• _To do_
Pull out every line below that contains the string "like", matching case exactly.

[Items from a data source]

___

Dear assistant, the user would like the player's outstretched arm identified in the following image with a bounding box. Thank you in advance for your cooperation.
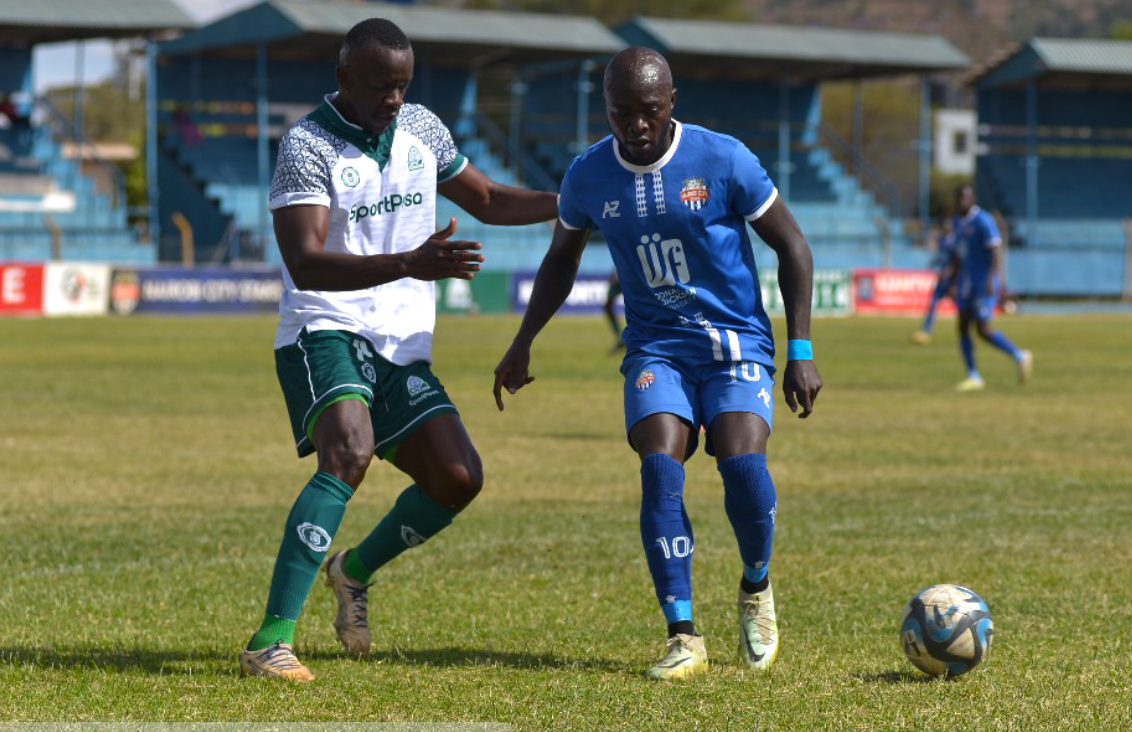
[274,206,483,292]
[495,222,590,412]
[752,198,822,419]
[437,163,558,226]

___

• _Result_
Dear assistant, the user would like the player's outstretched arm identified in the following image with a bounding box. Thank you in advance for your cooperation.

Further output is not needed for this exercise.